DOCUMENT TEXT:
From owner-freebsd-arch  Mon Jun 19 15:34: 0 2000
Delivered-To: freebsd-arch@freebsd.org
Received: from fw.wintelcom.net (ns1.wintelcom.net [209.1.153.20])
	by hub.freebsd.org (Postfix) with ESMTP
	id 5E05737B7D8; Mon, 19 Jun 2000 15:33:48 -0700 (PDT)
	(envelope-from bright@fw.wintelcom.net)
Received: (from bright@localhost)
	by fw.wintelcom.net (8.10.0/8.10.0) id e5JMXPt21191;
	Mon, 19 Jun 2000 15:33:25 -0700 (PDT)
Date: Mon, 19 Jun 2000 15:33:25 -0700
From: Alfred Perlstein <bright@wintelcom.net>
To: Jonathan Lemon <jlemon@flugsvamp.com>
Cc: Mike Smith <msmith@FreeBSD.ORG>, arch@FreeBSD.ORG
Subject: Re: kblob discussion.
Message-ID: <20000619153325.D17420@fw.wintelcom.net>
References: <20000619164329.F37084@prism.flugsvamp.com> <200006192156.OAA09767@mass.osd.bsdi.com> <20000619172041.G37084@prism.flugsvamp.com>
Mime-Version: 1.0
Content-Type: text/plain; charset=us-ascii
Content-Disposition: inline
User-Agent: Mutt/1.2i
In-Reply-To: <20000619172041.G37084@prism.flugsvamp.com>; from jlemon@flugsvamp.com on Mon, Jun 19, 2000 at 05:20:41PM -0500
Sender: owner-freebsd-arch@FreeBSD.ORG
Precedence: bulk
X-Loop: FreeBSD.ORG

* Jonathan Lemon <jlemon@flugsvamp.com> [000619 15:17] wrote:
> On Mon, Jun 19, 2000 at 02:56:47PM -0700, Mike Smith wrote:
> > 
> > Kblob is not a new output method.  It's a bolt-on to the 'write' 
> > interface, as opposed to, say, zero-copy I/O.
> 
> Yes, it is a "bolt-on" thing, not a well designed item.

Yes it is, it serves the purpose for which it was created.

EXERCISE DESCRIPTION:
Answer these questions about the kblob email, one line each:
1. Who is named in the From line?
2. What does the Subject line say?
3. In the quoted remark by Mike Smith, kblob is a bolt-on to which interface?
The listing has no role in this exercise.

GIVEN RECORDS:
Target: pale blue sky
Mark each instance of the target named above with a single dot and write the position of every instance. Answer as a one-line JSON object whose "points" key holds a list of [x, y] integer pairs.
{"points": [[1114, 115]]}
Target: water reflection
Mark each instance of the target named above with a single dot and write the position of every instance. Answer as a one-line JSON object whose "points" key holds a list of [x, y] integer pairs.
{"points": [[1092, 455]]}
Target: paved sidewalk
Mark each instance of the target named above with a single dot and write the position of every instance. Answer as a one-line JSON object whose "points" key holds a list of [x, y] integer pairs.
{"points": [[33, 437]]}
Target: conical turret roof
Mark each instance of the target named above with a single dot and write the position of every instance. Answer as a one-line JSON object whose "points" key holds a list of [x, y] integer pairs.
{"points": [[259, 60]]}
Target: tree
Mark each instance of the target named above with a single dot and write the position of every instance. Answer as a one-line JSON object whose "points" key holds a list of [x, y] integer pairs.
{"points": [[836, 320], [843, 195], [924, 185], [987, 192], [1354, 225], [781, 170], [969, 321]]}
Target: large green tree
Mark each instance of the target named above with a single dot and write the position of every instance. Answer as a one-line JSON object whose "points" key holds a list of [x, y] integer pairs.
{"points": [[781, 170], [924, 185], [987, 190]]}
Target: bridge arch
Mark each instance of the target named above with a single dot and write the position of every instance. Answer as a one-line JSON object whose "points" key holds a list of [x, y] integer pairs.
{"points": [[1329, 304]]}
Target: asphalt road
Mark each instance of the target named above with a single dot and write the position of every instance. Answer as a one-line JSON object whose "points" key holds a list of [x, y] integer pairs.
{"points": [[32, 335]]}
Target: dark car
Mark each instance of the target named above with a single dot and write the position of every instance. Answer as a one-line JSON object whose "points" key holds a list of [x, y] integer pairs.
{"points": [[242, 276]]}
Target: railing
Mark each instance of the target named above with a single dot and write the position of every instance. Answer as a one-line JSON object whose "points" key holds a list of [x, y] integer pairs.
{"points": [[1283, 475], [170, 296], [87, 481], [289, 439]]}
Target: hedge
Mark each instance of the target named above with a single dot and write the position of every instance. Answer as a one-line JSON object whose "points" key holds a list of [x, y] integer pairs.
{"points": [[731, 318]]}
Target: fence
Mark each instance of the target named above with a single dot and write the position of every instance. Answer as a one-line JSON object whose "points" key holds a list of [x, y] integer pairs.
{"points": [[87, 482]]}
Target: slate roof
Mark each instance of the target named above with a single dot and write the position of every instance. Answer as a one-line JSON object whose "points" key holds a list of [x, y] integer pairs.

THE ANSWER:
1. Alfred Perlstein <bright@wintelcom.net>
2. Re: kblob discussion.
3. The 'write' interface.